■ EXERCISE REQUIREMENTS: Every record below should be printed exactly as it appears.

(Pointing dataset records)

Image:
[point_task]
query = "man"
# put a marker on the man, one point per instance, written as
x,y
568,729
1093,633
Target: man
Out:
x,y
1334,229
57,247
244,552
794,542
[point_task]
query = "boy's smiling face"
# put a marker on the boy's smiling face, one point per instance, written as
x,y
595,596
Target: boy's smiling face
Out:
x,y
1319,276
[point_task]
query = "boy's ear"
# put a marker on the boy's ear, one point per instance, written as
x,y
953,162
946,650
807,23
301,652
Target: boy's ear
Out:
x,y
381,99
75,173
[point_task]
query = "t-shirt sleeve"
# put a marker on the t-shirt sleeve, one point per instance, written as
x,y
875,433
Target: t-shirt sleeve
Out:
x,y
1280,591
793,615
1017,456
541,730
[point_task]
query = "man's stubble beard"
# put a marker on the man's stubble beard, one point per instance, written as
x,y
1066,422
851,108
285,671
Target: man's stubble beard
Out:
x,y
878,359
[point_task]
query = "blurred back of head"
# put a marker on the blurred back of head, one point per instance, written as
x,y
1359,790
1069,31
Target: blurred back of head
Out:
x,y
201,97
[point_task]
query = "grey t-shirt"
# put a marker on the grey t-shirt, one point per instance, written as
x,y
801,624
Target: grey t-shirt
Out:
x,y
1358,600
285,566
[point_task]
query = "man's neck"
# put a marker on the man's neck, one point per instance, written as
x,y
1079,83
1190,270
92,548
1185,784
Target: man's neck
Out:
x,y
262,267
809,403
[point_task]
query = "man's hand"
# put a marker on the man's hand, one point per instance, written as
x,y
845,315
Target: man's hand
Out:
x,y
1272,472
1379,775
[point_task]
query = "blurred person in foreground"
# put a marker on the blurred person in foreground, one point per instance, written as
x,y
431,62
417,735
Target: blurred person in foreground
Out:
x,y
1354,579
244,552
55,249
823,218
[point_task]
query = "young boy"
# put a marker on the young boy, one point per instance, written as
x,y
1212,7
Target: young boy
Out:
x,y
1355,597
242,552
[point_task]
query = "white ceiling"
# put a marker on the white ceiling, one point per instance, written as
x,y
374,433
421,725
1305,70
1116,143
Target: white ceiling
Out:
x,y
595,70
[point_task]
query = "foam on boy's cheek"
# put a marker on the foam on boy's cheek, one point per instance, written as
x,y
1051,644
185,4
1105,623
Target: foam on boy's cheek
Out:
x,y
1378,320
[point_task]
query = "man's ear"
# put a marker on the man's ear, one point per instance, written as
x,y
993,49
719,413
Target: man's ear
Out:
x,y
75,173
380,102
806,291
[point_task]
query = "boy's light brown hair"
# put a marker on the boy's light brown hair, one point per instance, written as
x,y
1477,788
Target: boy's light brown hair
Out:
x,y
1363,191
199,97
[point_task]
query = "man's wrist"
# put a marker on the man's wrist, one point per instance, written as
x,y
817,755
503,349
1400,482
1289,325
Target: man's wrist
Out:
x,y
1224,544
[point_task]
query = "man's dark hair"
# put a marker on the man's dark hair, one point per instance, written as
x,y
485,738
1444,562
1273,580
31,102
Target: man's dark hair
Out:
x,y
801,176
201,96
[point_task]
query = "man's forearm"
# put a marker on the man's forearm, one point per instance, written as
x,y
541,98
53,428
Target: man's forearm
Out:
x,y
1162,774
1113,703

■ EXERCISE RESPONSE:
Image:
[point_task]
query = "man"
# put a marker on the man, one point per instance, written as
x,y
568,729
1093,633
Target: man
Out:
x,y
1334,229
57,247
244,552
794,542
[point_task]
query = "boy's smiling face"
# put a marker on the boy's smiling face, one point per instance, written as
x,y
595,596
Target: boy's smiling face
Out:
x,y
1319,276
[point_task]
query = "boy's ear"
# put a marker on the boy's ear, one point per instance, written as
x,y
953,162
946,650
807,23
301,652
Target: boy's ear
Out:
x,y
381,99
75,173
[point_task]
query = "t-shirt sleeve"
# put a marker on the t-shirt sleeve, one point per instance, written as
x,y
875,433
Target: t-shirt sleeve
Out:
x,y
1280,591
793,615
1017,456
541,730
[point_task]
query = "man's stubble beard"
# put a marker on the man's stubble beard, one point per instance, written as
x,y
1066,422
851,108
285,671
Target: man's stubble beard
Out:
x,y
878,359
[point_task]
query = "blurred back of head"
# put a marker on the blurred back of head, one point per instance, written as
x,y
1359,790
1069,31
Target: blurred back of head
Out:
x,y
201,97
[point_task]
query = "grey t-shirt"
# put a marker on the grey t-shirt, one point per instance, written as
x,y
801,624
Target: grey t-shirt
Out:
x,y
1358,600
285,566
[point_task]
query = "man's neck"
# put a marker on the man's neck, one point per instance, written as
x,y
1079,83
1190,270
92,548
1185,784
Target: man's neck
Out:
x,y
262,267
809,403
[point_task]
query = "man's hand"
# put a marker on the man's hand, one point per instance, written as
x,y
845,315
Target: man's hand
Out:
x,y
1272,472
1379,775
[point_task]
query = "blurred person in foreground"
# put a marker on the blurred person in foreground, one point per instance, written as
x,y
431,62
417,735
Target: blurred person in foreground
Out:
x,y
1354,579
244,552
55,249
823,218
[point_task]
query = "young boy"
# put a marker on the young boy, one point per instance, written as
x,y
1212,7
Target: young boy
Out:
x,y
1355,597
242,552
[point_task]
query = "white ceiling"
# put a marker on the white ceiling, one point per instance, written as
x,y
374,433
421,725
1305,70
1116,143
Target: white ceiling
Out:
x,y
595,70
[point_task]
query = "foam on boy's cheek"
# put a marker on the foam on boy's cheek, one point per instance, written as
x,y
1051,644
185,4
1105,623
Target: foam on boy's cheek
Out:
x,y
1378,320
[point_task]
query = "man's ear"
# put a marker on the man's ear, one point per instance, written as
x,y
993,49
719,413
Target: man's ear
Out:
x,y
75,173
380,102
806,291
[point_task]
query = "boy's light brown hair"
# put a marker on the boy's light brown hair, one point per instance, written as
x,y
1477,788
Target: boy's light brown hair
Out:
x,y
1363,191
199,97
[point_task]
query = "man's wrist"
# put a marker on the man's wrist, one point per instance, written as
x,y
817,755
503,349
1400,482
1289,325
Target: man's wrist
Out:
x,y
1224,544
[point_task]
query = "man's dark hair"
# put a marker on the man's dark hair, one point per instance, written as
x,y
485,738
1444,562
1273,580
31,102
Target: man's dark hair
Out:
x,y
801,176
201,96
[point_task]
query = "man's forearm"
# put a marker on the man's forearm, one point per instance, written as
x,y
541,98
53,428
Target: man's forearm
Out:
x,y
1162,774
1113,703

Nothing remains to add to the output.